──────── Exercise data ────────
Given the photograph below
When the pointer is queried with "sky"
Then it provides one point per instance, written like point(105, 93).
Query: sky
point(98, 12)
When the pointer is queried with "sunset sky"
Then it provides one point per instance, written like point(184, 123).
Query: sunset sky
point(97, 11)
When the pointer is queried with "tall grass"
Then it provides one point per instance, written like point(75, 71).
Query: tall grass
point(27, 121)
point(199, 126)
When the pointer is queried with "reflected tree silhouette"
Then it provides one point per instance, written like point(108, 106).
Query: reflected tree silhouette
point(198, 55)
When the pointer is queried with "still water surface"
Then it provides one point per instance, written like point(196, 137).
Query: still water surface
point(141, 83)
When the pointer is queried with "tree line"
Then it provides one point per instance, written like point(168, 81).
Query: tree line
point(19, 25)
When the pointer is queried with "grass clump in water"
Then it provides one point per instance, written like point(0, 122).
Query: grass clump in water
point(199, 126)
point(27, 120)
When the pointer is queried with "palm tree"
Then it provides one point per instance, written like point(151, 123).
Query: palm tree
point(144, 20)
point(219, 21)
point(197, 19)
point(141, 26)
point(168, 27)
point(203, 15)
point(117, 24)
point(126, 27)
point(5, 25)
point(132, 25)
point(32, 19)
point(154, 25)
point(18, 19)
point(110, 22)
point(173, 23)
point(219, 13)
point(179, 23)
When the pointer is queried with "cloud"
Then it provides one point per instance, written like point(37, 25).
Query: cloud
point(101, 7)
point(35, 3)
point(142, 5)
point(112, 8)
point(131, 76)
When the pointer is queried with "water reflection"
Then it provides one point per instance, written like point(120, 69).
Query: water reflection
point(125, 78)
────────
──────── Exercise data ────────
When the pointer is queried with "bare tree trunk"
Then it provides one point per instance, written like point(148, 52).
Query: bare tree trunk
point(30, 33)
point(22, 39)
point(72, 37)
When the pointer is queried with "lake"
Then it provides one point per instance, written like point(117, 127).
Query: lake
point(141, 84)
────────
» **Exercise objective**
Go through the listing above and write out exactly the lines starting with the one holding "Given the photograph below" and running through the one holding "like point(151, 123).", ends included, and no others.

» **Answer space**
Given the photograph below
When the pointer is queried with "sky"
Then it provides one point per instance, written like point(105, 93).
Query: sky
point(98, 12)
When the pointer is queried with "sunset sky"
Then it provides one point per instance, written like point(184, 123).
Query: sunset sky
point(97, 11)
When the pointer is queried with "tall grass"
Then it provides one point per instance, written like point(75, 71).
Query: tall grass
point(27, 121)
point(199, 126)
When the pointer is queried with "reflected tree silhouette"
Then it provides one point per instance, written like point(108, 106).
Query: reflected tree silhouette
point(198, 55)
When the pointer is queried with "still water surface"
Then it provides one point per instance, written like point(196, 137).
Query: still water surface
point(141, 83)
When the pointer is queried with "tree line"
Then it provides one point per instance, written like point(168, 81).
Query: tree line
point(19, 25)
When the pointer is queried with "grass clump in water"
Then it provides one point per instance, written like point(0, 122).
Query: grass clump in water
point(199, 126)
point(27, 120)
When the pointer is queried with "palm tree"
Then it provides one point per instance, written like point(151, 123).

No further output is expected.